Provided passage:
-=-=-=-=-

Negotiations began Thursday morning between the Writers Guild and the Alliance of Motion Picture & Television Producers with no fanfare and an apparent news blackout at AMPTP headquarters in Sherman Oaks.

AMPTP president Carol Lombardini arrived mid-morning and simply said, “We’re hoping for the best.” Both sides refused to comment further on the talks. The WGA’s existing masting contract for film and TV expires May 1.

Thursday’s scenario offered a sharp contrast with the jousting the sides engaged in during dueling news conferences in July 2007 when the AMPTP unveiled its bid to overhaul its long-standing residuals system to shift to a recoupment-based formula. At that time, the late AMPTP prexy Nick Counter derided the WGA’s list of contract demands as non-starters, calling it “an assault on the entire industry.”

With both sides blasting each other publicly, negotiations cratered in early November 2007, leading to the strike that concluded on Feb. 12, 2008.

Lombardini, Counter’s successor, has opted for a lower-key style with a minimum of public comment. WGA West prexy John Wells and WGA East topper Michael Winship have made comments about the need for improving pension and health contributions. But WGA West exec director David Young — architect of the strike and a lightning rod for criticism by the companies — has stayed silent.

“I think it’s good that they’re not bashing each other,” noted Alan Brunswick, a labor attorney with Los Angeles-based Manatt Phelps Phillips. “They’re not locking themselves into positions that they can’t retreat from. Both sides remember how bad it was four years ago.”

-=-=-=-=-

Material:
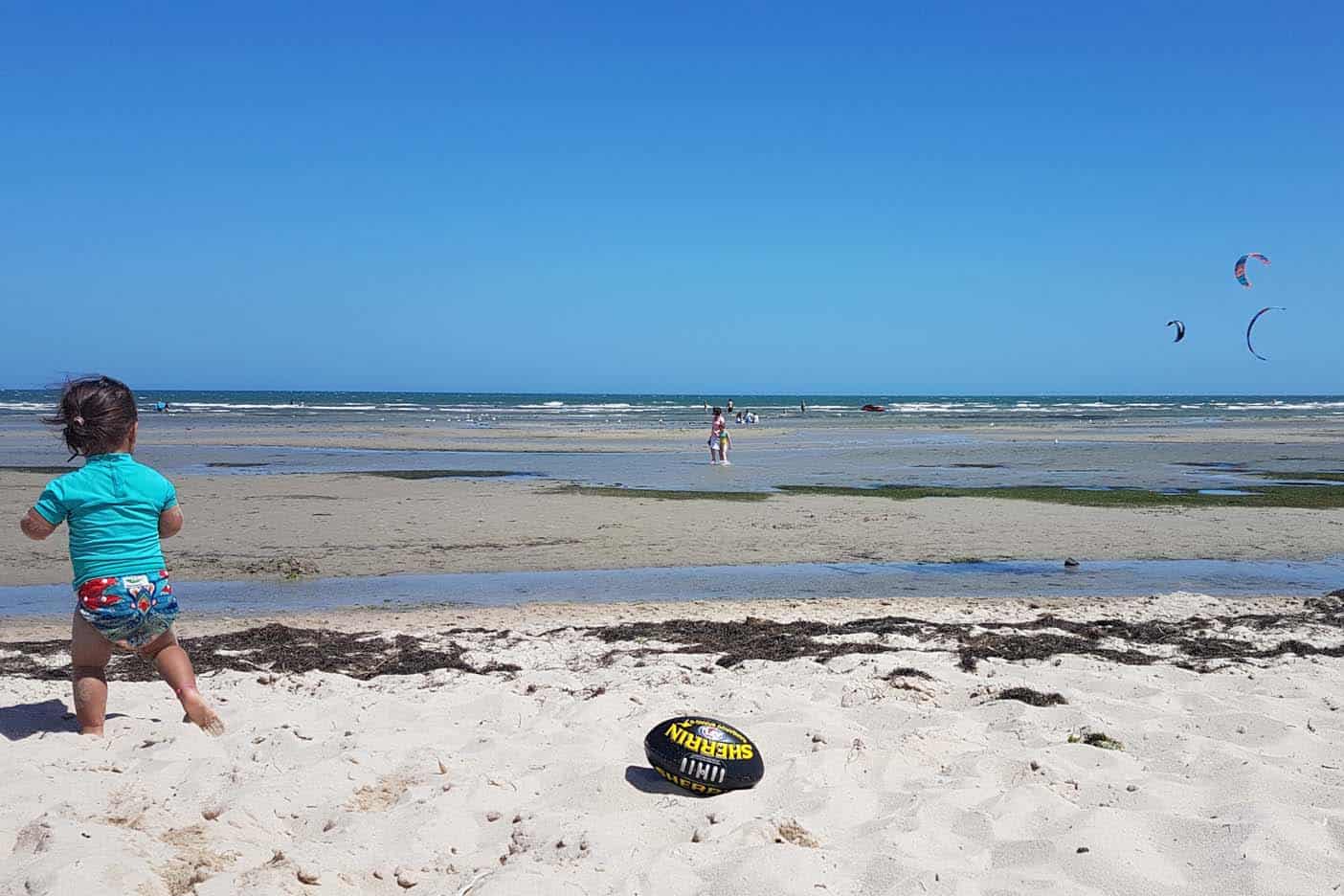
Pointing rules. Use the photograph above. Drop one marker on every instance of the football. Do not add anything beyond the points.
(702, 755)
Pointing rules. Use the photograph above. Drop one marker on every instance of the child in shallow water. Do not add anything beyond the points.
(117, 510)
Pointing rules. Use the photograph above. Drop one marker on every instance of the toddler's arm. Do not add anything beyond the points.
(169, 522)
(35, 526)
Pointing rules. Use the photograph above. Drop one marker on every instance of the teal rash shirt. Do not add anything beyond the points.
(112, 504)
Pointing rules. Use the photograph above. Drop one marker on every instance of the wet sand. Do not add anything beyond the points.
(268, 526)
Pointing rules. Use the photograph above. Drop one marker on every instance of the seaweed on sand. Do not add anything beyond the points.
(1031, 698)
(272, 648)
(1191, 642)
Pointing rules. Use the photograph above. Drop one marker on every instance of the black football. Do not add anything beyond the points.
(702, 755)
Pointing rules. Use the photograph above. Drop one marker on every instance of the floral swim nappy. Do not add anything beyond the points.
(135, 609)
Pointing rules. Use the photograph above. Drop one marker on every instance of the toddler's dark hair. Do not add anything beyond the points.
(96, 414)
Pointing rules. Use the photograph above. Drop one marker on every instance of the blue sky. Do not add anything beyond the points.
(611, 197)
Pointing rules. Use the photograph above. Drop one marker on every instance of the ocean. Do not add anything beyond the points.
(503, 409)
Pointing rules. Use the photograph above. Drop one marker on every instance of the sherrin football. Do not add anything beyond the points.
(702, 755)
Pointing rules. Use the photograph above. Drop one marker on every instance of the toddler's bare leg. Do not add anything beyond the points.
(173, 665)
(89, 656)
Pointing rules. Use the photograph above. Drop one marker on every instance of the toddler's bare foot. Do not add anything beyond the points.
(200, 713)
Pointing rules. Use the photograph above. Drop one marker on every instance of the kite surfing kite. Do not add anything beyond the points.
(1251, 325)
(1240, 269)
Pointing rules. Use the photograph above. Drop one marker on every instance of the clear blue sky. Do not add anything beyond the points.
(991, 197)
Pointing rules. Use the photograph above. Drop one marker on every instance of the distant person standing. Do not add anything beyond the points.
(717, 429)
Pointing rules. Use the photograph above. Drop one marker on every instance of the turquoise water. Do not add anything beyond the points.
(994, 579)
(558, 409)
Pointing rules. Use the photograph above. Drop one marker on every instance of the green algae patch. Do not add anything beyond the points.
(1321, 497)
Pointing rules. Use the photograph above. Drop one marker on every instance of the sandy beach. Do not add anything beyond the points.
(897, 769)
(336, 526)
(911, 745)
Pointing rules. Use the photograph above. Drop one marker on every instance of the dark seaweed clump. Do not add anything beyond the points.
(1031, 698)
(275, 649)
(1191, 643)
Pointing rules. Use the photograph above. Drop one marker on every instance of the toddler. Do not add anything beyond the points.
(117, 510)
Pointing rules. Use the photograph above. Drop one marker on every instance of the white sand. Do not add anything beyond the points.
(1228, 782)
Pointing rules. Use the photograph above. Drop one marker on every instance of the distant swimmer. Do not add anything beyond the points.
(717, 427)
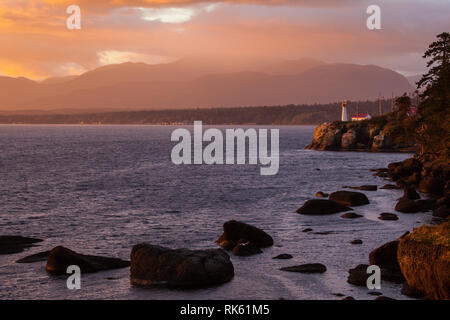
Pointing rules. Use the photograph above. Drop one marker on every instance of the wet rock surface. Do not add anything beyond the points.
(155, 265)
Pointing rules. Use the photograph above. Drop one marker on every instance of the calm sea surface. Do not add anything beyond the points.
(102, 189)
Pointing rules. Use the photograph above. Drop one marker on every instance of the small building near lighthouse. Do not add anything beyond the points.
(361, 116)
(344, 116)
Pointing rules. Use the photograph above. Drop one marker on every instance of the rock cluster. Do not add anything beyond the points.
(364, 136)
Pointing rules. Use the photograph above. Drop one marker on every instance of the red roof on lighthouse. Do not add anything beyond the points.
(360, 115)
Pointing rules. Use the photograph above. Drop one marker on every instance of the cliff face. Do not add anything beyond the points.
(379, 134)
(424, 259)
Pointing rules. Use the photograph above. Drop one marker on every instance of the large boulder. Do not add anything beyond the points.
(16, 244)
(153, 265)
(433, 185)
(233, 231)
(424, 258)
(60, 258)
(410, 193)
(349, 198)
(386, 256)
(321, 207)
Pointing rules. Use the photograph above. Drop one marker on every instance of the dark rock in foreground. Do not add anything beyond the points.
(245, 248)
(441, 212)
(320, 207)
(411, 292)
(365, 188)
(390, 187)
(16, 244)
(384, 298)
(351, 215)
(410, 193)
(41, 256)
(307, 268)
(433, 185)
(424, 258)
(388, 216)
(358, 276)
(283, 256)
(153, 265)
(349, 198)
(386, 258)
(234, 231)
(60, 258)
(408, 206)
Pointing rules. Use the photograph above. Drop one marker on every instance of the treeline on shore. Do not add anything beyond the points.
(267, 115)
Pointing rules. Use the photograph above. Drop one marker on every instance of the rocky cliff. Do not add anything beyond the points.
(386, 133)
(424, 259)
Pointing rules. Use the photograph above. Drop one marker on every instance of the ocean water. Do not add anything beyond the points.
(102, 189)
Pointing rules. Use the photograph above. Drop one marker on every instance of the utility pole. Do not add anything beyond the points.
(392, 102)
(379, 104)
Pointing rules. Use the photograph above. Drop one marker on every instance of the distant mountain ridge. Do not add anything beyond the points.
(196, 84)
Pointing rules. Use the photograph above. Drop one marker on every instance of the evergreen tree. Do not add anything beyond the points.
(434, 108)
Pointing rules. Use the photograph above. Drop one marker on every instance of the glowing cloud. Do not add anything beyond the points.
(114, 57)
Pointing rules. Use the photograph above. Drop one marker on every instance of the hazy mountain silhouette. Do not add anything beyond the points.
(199, 83)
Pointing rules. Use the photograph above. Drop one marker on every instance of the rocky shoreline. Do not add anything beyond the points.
(380, 134)
(419, 260)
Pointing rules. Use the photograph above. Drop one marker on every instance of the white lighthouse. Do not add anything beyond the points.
(344, 116)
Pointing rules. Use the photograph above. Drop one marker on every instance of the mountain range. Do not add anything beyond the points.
(202, 84)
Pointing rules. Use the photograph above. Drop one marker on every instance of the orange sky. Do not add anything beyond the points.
(35, 43)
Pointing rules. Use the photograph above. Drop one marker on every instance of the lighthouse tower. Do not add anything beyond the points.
(344, 111)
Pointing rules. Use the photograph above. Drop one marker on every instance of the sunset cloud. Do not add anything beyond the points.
(35, 42)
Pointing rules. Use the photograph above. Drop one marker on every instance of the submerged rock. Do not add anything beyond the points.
(388, 216)
(349, 198)
(60, 258)
(41, 256)
(306, 268)
(410, 193)
(386, 258)
(351, 215)
(283, 256)
(391, 187)
(16, 244)
(424, 258)
(410, 291)
(234, 231)
(245, 248)
(320, 207)
(407, 206)
(152, 265)
(358, 275)
(365, 188)
(320, 194)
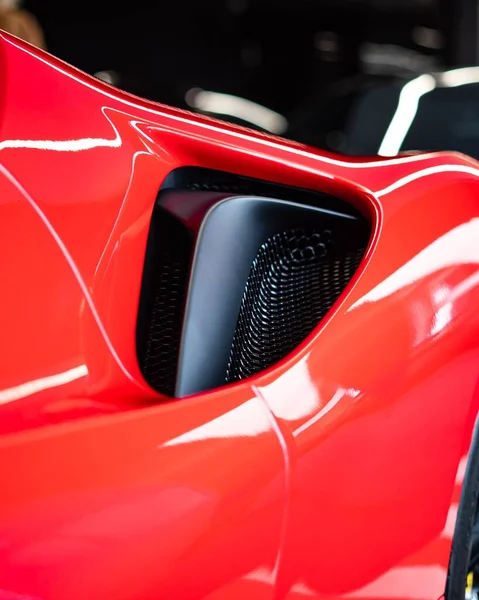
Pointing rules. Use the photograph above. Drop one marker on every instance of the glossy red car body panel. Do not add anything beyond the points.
(335, 474)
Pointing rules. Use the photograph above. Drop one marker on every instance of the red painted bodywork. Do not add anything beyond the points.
(335, 474)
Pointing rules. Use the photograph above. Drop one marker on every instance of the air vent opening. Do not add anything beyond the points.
(238, 273)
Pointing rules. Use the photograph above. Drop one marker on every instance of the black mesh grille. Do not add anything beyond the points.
(294, 280)
(159, 348)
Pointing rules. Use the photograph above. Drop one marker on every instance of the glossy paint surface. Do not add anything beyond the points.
(335, 474)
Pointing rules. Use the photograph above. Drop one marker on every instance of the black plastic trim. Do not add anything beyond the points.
(228, 242)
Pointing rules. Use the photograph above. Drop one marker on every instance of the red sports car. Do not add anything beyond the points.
(232, 367)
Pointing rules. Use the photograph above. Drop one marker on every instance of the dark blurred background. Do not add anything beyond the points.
(303, 59)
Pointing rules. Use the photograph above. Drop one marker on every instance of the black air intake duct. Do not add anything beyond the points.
(233, 283)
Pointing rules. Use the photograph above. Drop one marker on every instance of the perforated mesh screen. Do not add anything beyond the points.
(294, 280)
(159, 349)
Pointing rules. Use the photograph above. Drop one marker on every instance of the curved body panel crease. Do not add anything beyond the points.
(334, 473)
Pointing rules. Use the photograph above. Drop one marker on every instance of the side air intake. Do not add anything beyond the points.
(234, 282)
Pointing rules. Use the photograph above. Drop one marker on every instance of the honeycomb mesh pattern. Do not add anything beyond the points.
(294, 280)
(165, 312)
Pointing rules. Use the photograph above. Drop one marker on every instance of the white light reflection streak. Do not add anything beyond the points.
(425, 173)
(457, 77)
(246, 420)
(337, 396)
(406, 110)
(73, 267)
(235, 106)
(183, 118)
(66, 145)
(38, 385)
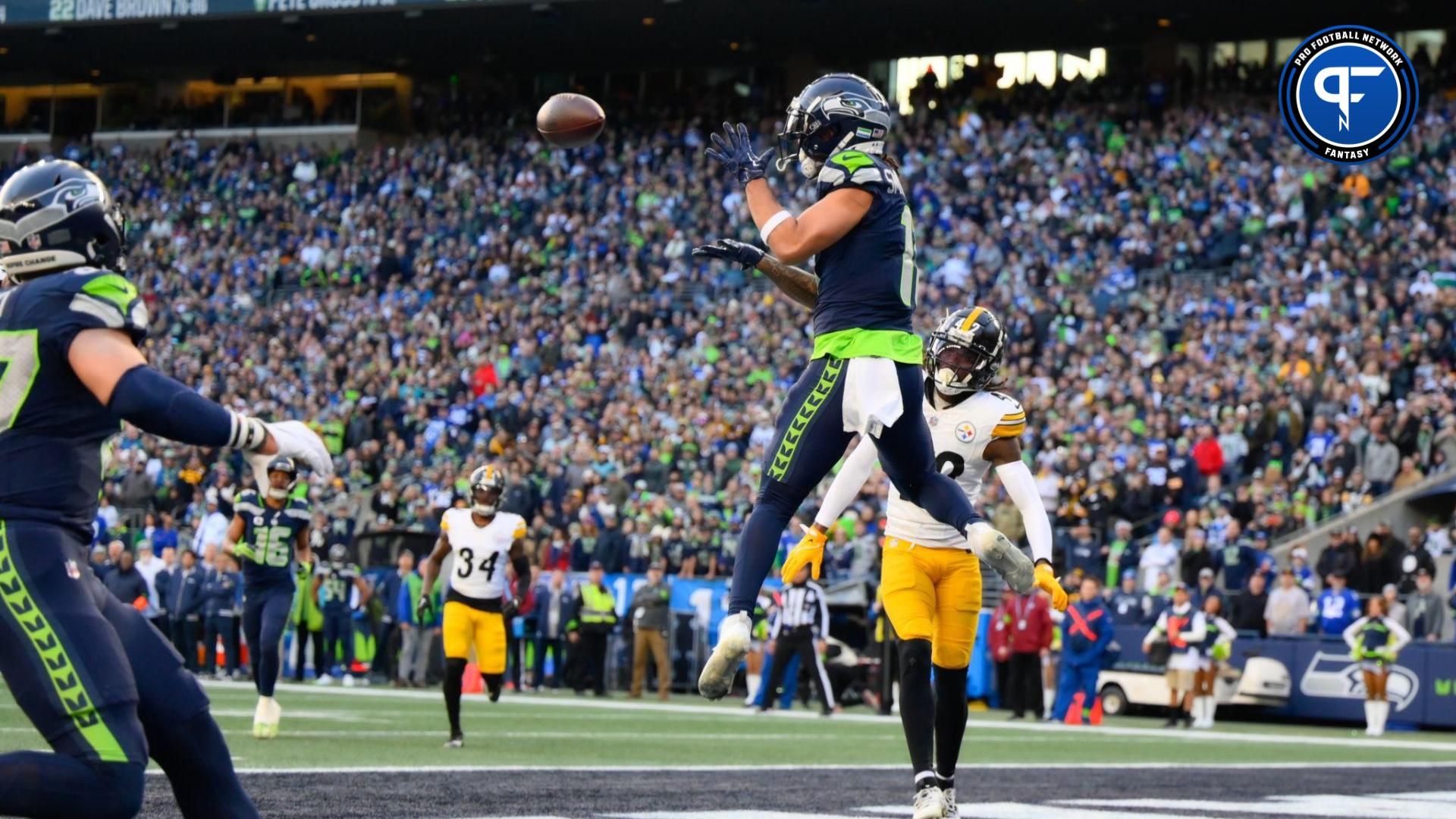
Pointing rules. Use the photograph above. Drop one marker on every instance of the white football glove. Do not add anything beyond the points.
(294, 441)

-=-=-=-=-

Goal 1:
According to the article about the Writers Guild talks, where is AMPTP headquarters?
Goal 2:
For each statement, say whether it agrees with the article about the Writers Guild talks. Answer yes or no, and quote the deciding words from the article.
(a) Negotiations fell apart in early November 2007.
(b) David Young has spoken publicly about pension and health contributions.
(c) Alan Brunswick works with a law firm based in Los Angeles.
Goal 3:
Write out word for word the part of the article about the Writers Guild talks starting with "AMPTP president Carol" and going on through "expires May 1.".

Final result 1:
Sherman Oaks.

Final result 2:
(a) Yes: "negotiations cratered in early November 2007"
(b) No: "has stayed silent"
(c) Yes: "a labor attorney with Los Angeles-based Manatt Phelps Phillips"

Final result 3:
AMPTP president Carol Lombardini arrived mid-morning and simply said, “We’re hoping for the best.” Both sides refused to comment further on the talks. The WGA’s existing masting contract for film and TV expires May 1.